=== Begin Enclosure ===

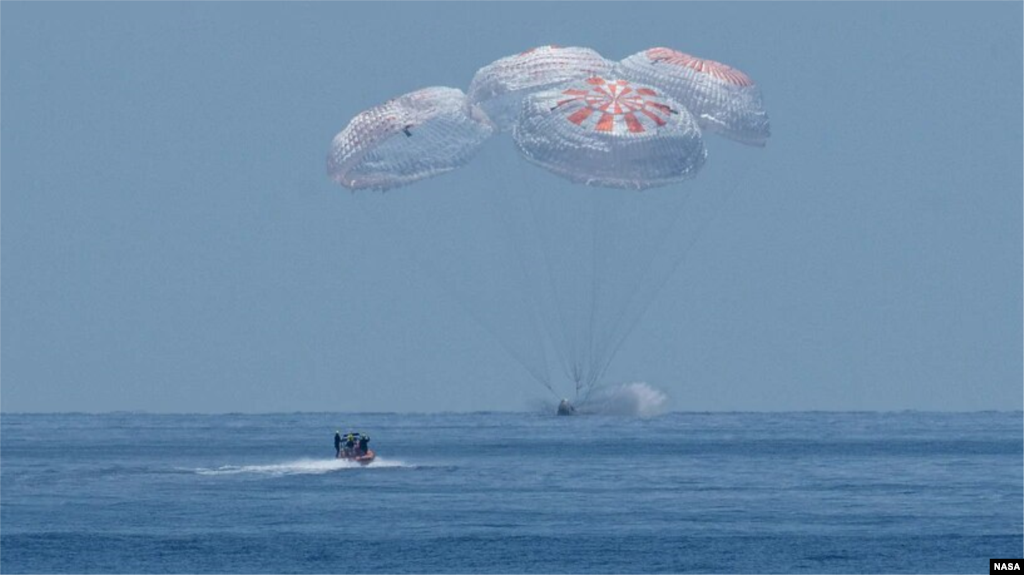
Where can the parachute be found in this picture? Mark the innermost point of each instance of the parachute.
(500, 87)
(610, 133)
(414, 136)
(724, 99)
(586, 261)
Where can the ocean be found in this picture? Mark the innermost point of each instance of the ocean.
(805, 492)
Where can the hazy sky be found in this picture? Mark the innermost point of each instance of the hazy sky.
(169, 240)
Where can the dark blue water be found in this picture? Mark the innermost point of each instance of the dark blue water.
(501, 492)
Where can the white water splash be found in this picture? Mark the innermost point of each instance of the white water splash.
(301, 467)
(637, 399)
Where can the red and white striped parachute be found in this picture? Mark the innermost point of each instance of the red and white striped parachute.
(414, 136)
(724, 99)
(610, 133)
(637, 129)
(500, 87)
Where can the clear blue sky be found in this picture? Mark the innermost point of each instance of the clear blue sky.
(169, 240)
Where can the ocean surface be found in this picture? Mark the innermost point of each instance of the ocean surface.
(814, 492)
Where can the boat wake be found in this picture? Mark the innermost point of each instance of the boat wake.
(302, 467)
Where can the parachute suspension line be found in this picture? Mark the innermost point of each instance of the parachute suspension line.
(450, 291)
(622, 316)
(519, 247)
(563, 352)
(676, 262)
(623, 208)
(595, 275)
(600, 227)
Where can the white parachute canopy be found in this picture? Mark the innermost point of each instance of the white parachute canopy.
(723, 99)
(415, 136)
(610, 133)
(500, 87)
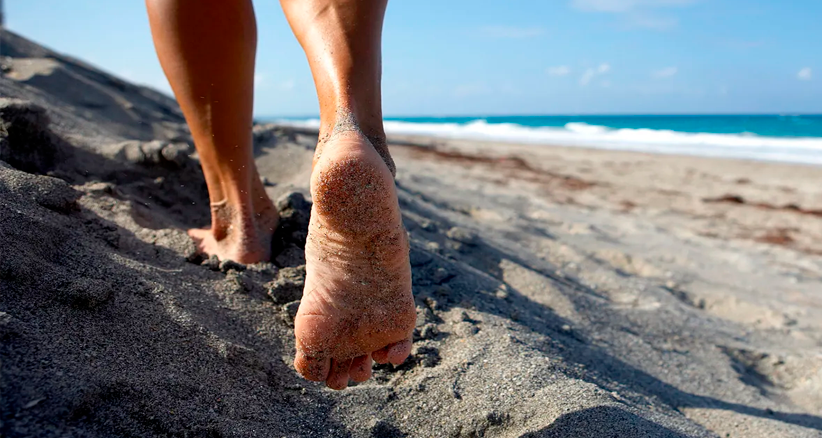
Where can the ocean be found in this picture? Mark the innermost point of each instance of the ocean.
(785, 138)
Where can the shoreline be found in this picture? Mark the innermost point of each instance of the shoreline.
(683, 151)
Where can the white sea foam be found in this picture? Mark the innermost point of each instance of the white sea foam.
(807, 150)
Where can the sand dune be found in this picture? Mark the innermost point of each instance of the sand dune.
(560, 292)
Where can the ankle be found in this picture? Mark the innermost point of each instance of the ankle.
(371, 130)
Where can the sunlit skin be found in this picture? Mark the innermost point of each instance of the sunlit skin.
(357, 304)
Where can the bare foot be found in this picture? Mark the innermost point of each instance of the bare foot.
(240, 233)
(357, 303)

=== End Enclosure ===

■ **TASK TO COMPLETE**: Print every record above exactly, with no pictures.

■ **SOLUTION TO THIS PROBLEM**:
Where can the parachute be found in this picture? Mark the innermost point of each instance of the parachute.
(500, 87)
(610, 133)
(414, 136)
(724, 99)
(586, 261)
Where can the ocean be found in this picture? Mark the innermost point of each instance of the ocean.
(805, 492)
Where can the hazy sky be found in this picture? Mark the innermost point of each instance of the hazy sky.
(169, 240)
Where can the dark blue water be found in this picture? Mark the innermost point of each instance of the dark blue water.
(501, 492)
Where can the white water splash be found in this picture? Mark the innermost point of each instance of the white water splash.
(301, 467)
(637, 399)
Where can the red and white striped parachute be found in this picture? Mark the innermost point of each instance of the red and white striped parachute.
(414, 136)
(724, 99)
(610, 133)
(637, 129)
(500, 87)
Where can the clear blue sky be found in this picture? Mark the innermost point of each instance of the clear blue sky.
(169, 240)
Where can the ocean surface be found in this picture? Mark the innermost point of each instance of the ocean surface.
(814, 492)
Where can the boat wake be found in this picture? Mark the innermost point of each instance of the boat wake.
(302, 467)
Where can the parachute suspension line be found in this picture? Mark the innermost point of each instance of the parachute suspension line.
(450, 291)
(622, 316)
(519, 247)
(563, 352)
(676, 262)
(623, 208)
(595, 275)
(600, 227)
Where can the white parachute canopy be found in this picture? Mark the innermost point of each instance of the white parachute canopy.
(723, 99)
(415, 136)
(610, 133)
(500, 87)
Where can the ocean be found in this picture? Mark the innermost point of each instance of the ocean.
(785, 138)
Where can the shoreline be found in this picture? Mark the innermost point of each instance of the shoreline.
(683, 151)
Where can the white sea foam be found in this picture? Mark the innermost point of each instance of the white sea foam.
(807, 150)
Where can the sand dune be found in this picture? Mark the innermost point of each instance of the sand dune.
(560, 292)
Where can the ankle be found in this picture? Mark the innermost point of each instance of the ankle.
(371, 130)
Where can the sunlit skin be found in this picture? Mark the innermost point of each instance of the sunlit skin.
(357, 304)
Where can the bare foot be found in this picture? Mark the innermost point of each instance of the bare foot.
(240, 233)
(357, 303)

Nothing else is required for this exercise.